- _GIVEN PROBLEM 1_
Copy the records word for word, beginning with the line that contains "of the white" and running through the last line of the records.

- _EXCERPT TO READ_
There have been health issues in these past years (especially from 2016 on) that have made life a lot more difficult to manage but have shown me how incredibly thankful I am for waking up each day. These bumps in the road of getting older and changing health were catalysts to finally end my marriage. As has rough as things were that I went through physically, there were reasons behind the madness and pain. And I'm thankful now for it. Depression has also made an appearance, carving itself a spot in my life, trying to be permanent (a topic I'll touch on more in another post) and that has been deeply challenging. Over the years struggles have been a great source to show who is really there for you out of love and not for whatever their selfish motives might be. I'm still shocked about the people I've watched walk out of my life but I see it all now as blessings. So again, times get tough for a reason even if it makes no sense, eventually it will.
I more appreciative than I ever could have imaged with the contacts, support and inspiration I have found inside social media. A concept I could have never dreamed of just a few short years ago.
I didn't join apps like Instagram until 2016, frankly I did not see why I needed be on sites like that until life changed when the marriage was over. I have a strong love/hate relationship with being online. I thoroughly enjoy having feedback on my work and in turn being able to relate with other writer's work. But I do have to take breaks because as real as it all seems, most of social media is an illusion. Its a contrived, manipulated environment that can bring out all of the insecurities you might have forgotten about since high school. I've found the biggest problem with social media is how easy it is to get lost in comparing yourself to e v e r y o n e else's life. This regrettably that happens much too easily there. Stepping back from those apps is so important. Actually it's vital.

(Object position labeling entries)
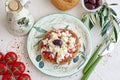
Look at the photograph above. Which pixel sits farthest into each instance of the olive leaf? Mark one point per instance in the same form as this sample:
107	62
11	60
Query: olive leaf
116	35
39	29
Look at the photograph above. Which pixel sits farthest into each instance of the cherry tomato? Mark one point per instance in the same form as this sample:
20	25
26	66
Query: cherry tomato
1	56
18	68
3	68
24	77
8	77
10	57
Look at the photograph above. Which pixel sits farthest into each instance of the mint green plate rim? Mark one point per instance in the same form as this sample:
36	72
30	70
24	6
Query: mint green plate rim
89	35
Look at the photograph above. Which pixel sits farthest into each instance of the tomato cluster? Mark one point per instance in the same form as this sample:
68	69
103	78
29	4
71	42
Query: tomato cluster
11	69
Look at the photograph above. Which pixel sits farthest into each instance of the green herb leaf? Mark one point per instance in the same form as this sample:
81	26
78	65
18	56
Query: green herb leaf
91	25
39	29
116	35
67	27
84	19
105	28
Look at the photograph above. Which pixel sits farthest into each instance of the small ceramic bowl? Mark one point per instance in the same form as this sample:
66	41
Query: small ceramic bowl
90	10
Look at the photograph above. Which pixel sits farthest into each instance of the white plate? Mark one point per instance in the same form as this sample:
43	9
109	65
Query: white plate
59	21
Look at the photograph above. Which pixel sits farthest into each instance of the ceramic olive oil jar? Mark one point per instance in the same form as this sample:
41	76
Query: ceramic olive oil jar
20	21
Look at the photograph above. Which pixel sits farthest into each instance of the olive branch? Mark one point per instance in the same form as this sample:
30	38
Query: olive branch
106	18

- _GIVEN PROBLEM 2_
According to the essay about health struggles and social media, in what year did the writer join Instagram?

- _OUTPUT 1_
Look at the photograph above. Which pixel sits farthest into each instance of the white plate? Mark one point per instance in the same form as this sample:
43	9
109	65
Query: white plate
59	21
Look at the photograph above. Which pixel sits farthest into each instance of the ceramic olive oil jar? Mark one point per instance in the same form as this sample:
41	76
Query: ceramic olive oil jar
20	21
Look at the photograph above. Which pixel sits farthest into each instance of the olive branch? Mark one point per instance in the same form as this sample:
30	38
Query: olive branch
106	18

- _OUTPUT 2_
2016